A word-for-word printout of the whole listing is needed.
(EXTRACTED DATA Opens)
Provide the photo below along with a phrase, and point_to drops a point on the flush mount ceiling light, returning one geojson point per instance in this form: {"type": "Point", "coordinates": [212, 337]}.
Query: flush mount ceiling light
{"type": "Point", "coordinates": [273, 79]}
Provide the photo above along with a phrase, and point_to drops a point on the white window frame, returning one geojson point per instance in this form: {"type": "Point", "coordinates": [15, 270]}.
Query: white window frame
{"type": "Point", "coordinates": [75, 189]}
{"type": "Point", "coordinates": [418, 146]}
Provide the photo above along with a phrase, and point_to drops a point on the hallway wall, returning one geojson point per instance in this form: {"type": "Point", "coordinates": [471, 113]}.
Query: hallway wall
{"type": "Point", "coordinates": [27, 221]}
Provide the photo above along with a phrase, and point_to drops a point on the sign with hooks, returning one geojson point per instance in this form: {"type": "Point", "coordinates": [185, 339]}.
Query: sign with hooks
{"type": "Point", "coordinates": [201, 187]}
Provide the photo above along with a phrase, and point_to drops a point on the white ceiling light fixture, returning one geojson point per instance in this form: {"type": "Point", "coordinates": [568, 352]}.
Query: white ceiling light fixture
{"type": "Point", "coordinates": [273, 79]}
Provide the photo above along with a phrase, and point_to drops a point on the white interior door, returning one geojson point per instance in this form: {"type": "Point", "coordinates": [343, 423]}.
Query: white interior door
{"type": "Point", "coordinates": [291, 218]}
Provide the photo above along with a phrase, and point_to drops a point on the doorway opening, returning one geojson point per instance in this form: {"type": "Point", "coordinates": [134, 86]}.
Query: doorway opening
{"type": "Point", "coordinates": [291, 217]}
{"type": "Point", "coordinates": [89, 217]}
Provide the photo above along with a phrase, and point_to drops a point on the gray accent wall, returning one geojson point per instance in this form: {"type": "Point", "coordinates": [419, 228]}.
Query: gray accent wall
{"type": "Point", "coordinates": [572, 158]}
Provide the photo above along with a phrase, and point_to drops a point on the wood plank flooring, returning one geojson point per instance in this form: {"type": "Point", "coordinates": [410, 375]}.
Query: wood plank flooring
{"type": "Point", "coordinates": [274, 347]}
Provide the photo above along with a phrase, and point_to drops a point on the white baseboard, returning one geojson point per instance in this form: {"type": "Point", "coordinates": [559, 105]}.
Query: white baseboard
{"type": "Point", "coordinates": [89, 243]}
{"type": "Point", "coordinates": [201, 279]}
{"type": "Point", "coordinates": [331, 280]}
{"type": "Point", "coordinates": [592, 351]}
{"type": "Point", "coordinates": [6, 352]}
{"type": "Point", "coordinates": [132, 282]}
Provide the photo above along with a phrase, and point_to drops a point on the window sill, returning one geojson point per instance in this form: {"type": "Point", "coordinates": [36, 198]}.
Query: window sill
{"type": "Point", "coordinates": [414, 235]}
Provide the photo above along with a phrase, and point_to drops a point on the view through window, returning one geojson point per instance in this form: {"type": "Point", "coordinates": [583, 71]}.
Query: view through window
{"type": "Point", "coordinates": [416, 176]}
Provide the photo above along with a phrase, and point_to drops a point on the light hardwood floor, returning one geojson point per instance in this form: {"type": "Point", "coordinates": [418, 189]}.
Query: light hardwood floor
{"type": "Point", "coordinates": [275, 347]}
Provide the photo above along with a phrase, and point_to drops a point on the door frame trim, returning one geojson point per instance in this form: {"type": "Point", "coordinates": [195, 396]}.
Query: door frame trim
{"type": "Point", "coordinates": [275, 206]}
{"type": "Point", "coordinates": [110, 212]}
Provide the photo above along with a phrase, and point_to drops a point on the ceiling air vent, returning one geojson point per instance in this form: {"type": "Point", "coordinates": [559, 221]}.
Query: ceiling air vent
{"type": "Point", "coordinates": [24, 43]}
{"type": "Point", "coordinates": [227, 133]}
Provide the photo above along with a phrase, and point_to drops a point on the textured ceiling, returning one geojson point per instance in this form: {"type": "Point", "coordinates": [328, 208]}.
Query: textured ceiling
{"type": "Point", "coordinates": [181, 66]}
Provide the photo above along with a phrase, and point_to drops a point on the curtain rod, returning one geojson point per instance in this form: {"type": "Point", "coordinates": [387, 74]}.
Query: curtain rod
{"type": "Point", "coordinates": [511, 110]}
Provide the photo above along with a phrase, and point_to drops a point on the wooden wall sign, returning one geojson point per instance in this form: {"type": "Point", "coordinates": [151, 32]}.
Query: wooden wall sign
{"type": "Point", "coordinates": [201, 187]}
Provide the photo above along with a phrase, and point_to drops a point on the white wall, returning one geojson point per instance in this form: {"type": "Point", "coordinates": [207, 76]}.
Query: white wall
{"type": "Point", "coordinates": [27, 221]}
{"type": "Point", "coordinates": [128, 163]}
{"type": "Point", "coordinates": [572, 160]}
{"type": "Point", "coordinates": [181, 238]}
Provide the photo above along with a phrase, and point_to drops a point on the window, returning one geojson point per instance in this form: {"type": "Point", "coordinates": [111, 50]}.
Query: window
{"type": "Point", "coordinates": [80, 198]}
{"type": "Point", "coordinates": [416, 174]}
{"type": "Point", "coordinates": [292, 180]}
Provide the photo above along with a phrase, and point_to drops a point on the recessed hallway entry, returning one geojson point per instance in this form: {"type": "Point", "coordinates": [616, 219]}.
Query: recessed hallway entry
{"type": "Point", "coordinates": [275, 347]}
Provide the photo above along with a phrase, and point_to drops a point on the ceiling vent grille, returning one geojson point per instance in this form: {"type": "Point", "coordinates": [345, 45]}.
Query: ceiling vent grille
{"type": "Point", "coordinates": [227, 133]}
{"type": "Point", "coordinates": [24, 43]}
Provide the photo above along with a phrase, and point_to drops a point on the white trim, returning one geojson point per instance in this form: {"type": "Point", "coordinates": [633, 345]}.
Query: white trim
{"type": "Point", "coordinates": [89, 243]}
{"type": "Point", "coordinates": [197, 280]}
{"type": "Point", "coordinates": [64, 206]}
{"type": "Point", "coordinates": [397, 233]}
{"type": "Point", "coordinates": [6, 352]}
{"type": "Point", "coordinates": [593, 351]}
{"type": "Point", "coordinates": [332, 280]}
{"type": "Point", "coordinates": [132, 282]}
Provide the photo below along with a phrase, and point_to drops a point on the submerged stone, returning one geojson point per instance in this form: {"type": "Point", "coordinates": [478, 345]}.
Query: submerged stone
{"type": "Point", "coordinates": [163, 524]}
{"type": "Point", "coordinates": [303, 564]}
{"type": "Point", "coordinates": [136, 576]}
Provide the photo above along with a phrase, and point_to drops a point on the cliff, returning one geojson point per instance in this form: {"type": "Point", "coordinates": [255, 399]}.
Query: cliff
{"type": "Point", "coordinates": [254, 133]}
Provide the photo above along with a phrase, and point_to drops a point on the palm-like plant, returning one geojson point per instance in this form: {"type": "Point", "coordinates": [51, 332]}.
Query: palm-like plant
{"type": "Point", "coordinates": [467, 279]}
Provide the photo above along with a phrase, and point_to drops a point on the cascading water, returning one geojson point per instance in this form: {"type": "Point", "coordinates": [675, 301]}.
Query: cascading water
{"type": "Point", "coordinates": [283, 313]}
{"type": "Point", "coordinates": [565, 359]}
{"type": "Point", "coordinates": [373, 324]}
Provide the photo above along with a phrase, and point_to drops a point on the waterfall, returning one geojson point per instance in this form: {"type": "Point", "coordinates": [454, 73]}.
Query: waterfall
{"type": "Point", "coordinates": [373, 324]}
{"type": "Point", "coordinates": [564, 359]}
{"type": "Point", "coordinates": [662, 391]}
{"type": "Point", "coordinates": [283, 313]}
(EXTRACTED DATA Closes)
* [RESPONSE TO THIS TASK]
Provide the photo below along with a phrase, and point_to drops a point on the flush mount ceiling light, returning one geojson point per instance in this form: {"type": "Point", "coordinates": [212, 337]}.
Query: flush mount ceiling light
{"type": "Point", "coordinates": [273, 79]}
Provide the photo above along with a phrase, and point_to drops a point on the white window frame, returning one geojson point per instance in this form: {"type": "Point", "coordinates": [15, 270]}.
Query: white window frame
{"type": "Point", "coordinates": [75, 189]}
{"type": "Point", "coordinates": [418, 146]}
Provide the photo above along with a phrase, and point_to drops a point on the hallway wall, returning one geojson point per instance in this form: {"type": "Point", "coordinates": [471, 113]}.
Query: hallway wall
{"type": "Point", "coordinates": [27, 221]}
Provide the photo above along with a phrase, and point_to drops a point on the sign with hooks, returning one geojson point per instance in this form: {"type": "Point", "coordinates": [185, 339]}.
Query: sign with hooks
{"type": "Point", "coordinates": [201, 187]}
Provide the photo above along with a phrase, and point_to drops a point on the white ceiling light fixture, returning one geojson point per instance in this form: {"type": "Point", "coordinates": [568, 352]}.
Query: white ceiling light fixture
{"type": "Point", "coordinates": [273, 79]}
Provide the photo above along with a phrase, and point_to drops a point on the white interior door, returning one geojson point per instance in this form: {"type": "Point", "coordinates": [343, 423]}.
Query: white interior door
{"type": "Point", "coordinates": [291, 218]}
Provide the photo above along with a phrase, and point_to drops a point on the doorway opening, returning one geojson point per instance in this form: {"type": "Point", "coordinates": [134, 86]}.
Query: doorway opening
{"type": "Point", "coordinates": [291, 217]}
{"type": "Point", "coordinates": [89, 217]}
Provide the photo above along with a phrase, and point_to drops a point on the gray accent wall, returning one geojson point per instance in this form: {"type": "Point", "coordinates": [419, 228]}.
Query: gray accent wall
{"type": "Point", "coordinates": [572, 158]}
Provide the photo above along with a phrase, and point_to drops a point on the wood plank flooring, returning one geojson point per instance in this form: {"type": "Point", "coordinates": [410, 375]}.
Query: wood plank flooring
{"type": "Point", "coordinates": [274, 347]}
Provide the photo above along with a phrase, and point_to drops a point on the white baseboard, returning one geojson point per instance in this form: {"type": "Point", "coordinates": [559, 105]}.
Query: white baseboard
{"type": "Point", "coordinates": [89, 243]}
{"type": "Point", "coordinates": [201, 279]}
{"type": "Point", "coordinates": [331, 280]}
{"type": "Point", "coordinates": [592, 351]}
{"type": "Point", "coordinates": [6, 352]}
{"type": "Point", "coordinates": [132, 282]}
Provide the photo above along with a phrase, and point_to drops a point on the window sill, returning one geojson point per instance in this form: {"type": "Point", "coordinates": [36, 198]}.
Query: window sill
{"type": "Point", "coordinates": [414, 235]}
Provide the photo above along with a phrase, and point_to drops a point on the view through window, returning one geojson point per instance in this form: {"type": "Point", "coordinates": [583, 71]}.
Query: view through window
{"type": "Point", "coordinates": [416, 176]}
Provide the photo above along with a phrase, and point_to drops a point on the light hardwood floor, returning one geojson point per instance in this form: {"type": "Point", "coordinates": [418, 189]}.
Query: light hardwood floor
{"type": "Point", "coordinates": [275, 347]}
Provide the photo above along with a phrase, and point_to drops a point on the door frame trim, returning one geojson point per instance in this form: {"type": "Point", "coordinates": [195, 396]}.
Query: door frame trim
{"type": "Point", "coordinates": [275, 206]}
{"type": "Point", "coordinates": [110, 212]}
Provide the photo above along with a phrase, and point_to drops a point on the ceiling air vent, returning one geojson point per instance in this form: {"type": "Point", "coordinates": [559, 221]}.
Query: ceiling air vent
{"type": "Point", "coordinates": [24, 43]}
{"type": "Point", "coordinates": [227, 133]}
Provide the photo above along with a phrase, and point_to drops a point on the textured ceiling, returning one geojson point per instance in this form: {"type": "Point", "coordinates": [328, 208]}.
Query: textured ceiling
{"type": "Point", "coordinates": [181, 66]}
Provide the photo above along with a phrase, and point_to drops a point on the curtain rod, returning one geojson point per instance in this form: {"type": "Point", "coordinates": [387, 74]}.
Query: curtain rod
{"type": "Point", "coordinates": [511, 110]}
Provide the photo above along with a phrase, and point_to drops a point on the wooden wall sign, returning one geojson point per instance in this form: {"type": "Point", "coordinates": [151, 32]}.
Query: wooden wall sign
{"type": "Point", "coordinates": [201, 187]}
Provide the photo above along with a phrase, and point_to drops a point on the white wall, returning one geojson point per instance in this form: {"type": "Point", "coordinates": [207, 76]}.
Query: white wall
{"type": "Point", "coordinates": [27, 221]}
{"type": "Point", "coordinates": [128, 163]}
{"type": "Point", "coordinates": [572, 160]}
{"type": "Point", "coordinates": [181, 238]}
Provide the photo above along with a phrase, and point_to drops a point on the window, returning one geojson point per instance in this form: {"type": "Point", "coordinates": [111, 50]}.
Query: window
{"type": "Point", "coordinates": [80, 198]}
{"type": "Point", "coordinates": [416, 174]}
{"type": "Point", "coordinates": [292, 180]}
Provide the photo above along with a phrase, and point_to drops a point on the recessed hallway entry, returning one geojson point per instance in this form: {"type": "Point", "coordinates": [616, 219]}.
Query: recessed hallway entry
{"type": "Point", "coordinates": [275, 347]}
Provide the photo above along with a phrase, and point_to drops a point on the ceiling vent grille, returning one geojson point per instance in this form: {"type": "Point", "coordinates": [345, 45]}.
Query: ceiling vent grille
{"type": "Point", "coordinates": [227, 133]}
{"type": "Point", "coordinates": [24, 43]}
Provide the photo above along with a phrase, and point_to drops a point on the white trim, returning one geojson point per instance in this form: {"type": "Point", "coordinates": [633, 345]}.
Query: white trim
{"type": "Point", "coordinates": [89, 243]}
{"type": "Point", "coordinates": [197, 280]}
{"type": "Point", "coordinates": [64, 206]}
{"type": "Point", "coordinates": [397, 233]}
{"type": "Point", "coordinates": [6, 352]}
{"type": "Point", "coordinates": [593, 351]}
{"type": "Point", "coordinates": [332, 280]}
{"type": "Point", "coordinates": [132, 282]}
Provide the photo below along with a phrase, and point_to drops a point on the submerged stone, returning one geojson point per instance in this form: {"type": "Point", "coordinates": [478, 345]}.
Query: submerged stone
{"type": "Point", "coordinates": [163, 524]}
{"type": "Point", "coordinates": [303, 564]}
{"type": "Point", "coordinates": [136, 576]}
Provide the photo above along with a phrase, and point_to drops a point on the cliff, returning one geojson point per instance in this form: {"type": "Point", "coordinates": [255, 399]}.
Query: cliff
{"type": "Point", "coordinates": [254, 133]}
Provide the photo above along with a phrase, and point_to drops a point on the palm-like plant, returning one geojson point per instance in this form: {"type": "Point", "coordinates": [51, 332]}.
Query: palm-like plant
{"type": "Point", "coordinates": [467, 279]}
Provide the photo above along with a phrase, and point_to drops a point on the cascading water, returning one geojson point per instance in this form: {"type": "Point", "coordinates": [675, 301]}.
Query: cascading water
{"type": "Point", "coordinates": [283, 313]}
{"type": "Point", "coordinates": [565, 359]}
{"type": "Point", "coordinates": [373, 324]}
Provide the photo above along with a phrase, and point_to drops a point on the waterfall, returning one geojson point per instance in this form: {"type": "Point", "coordinates": [454, 73]}.
Query: waterfall
{"type": "Point", "coordinates": [373, 324]}
{"type": "Point", "coordinates": [564, 359]}
{"type": "Point", "coordinates": [662, 391]}
{"type": "Point", "coordinates": [283, 313]}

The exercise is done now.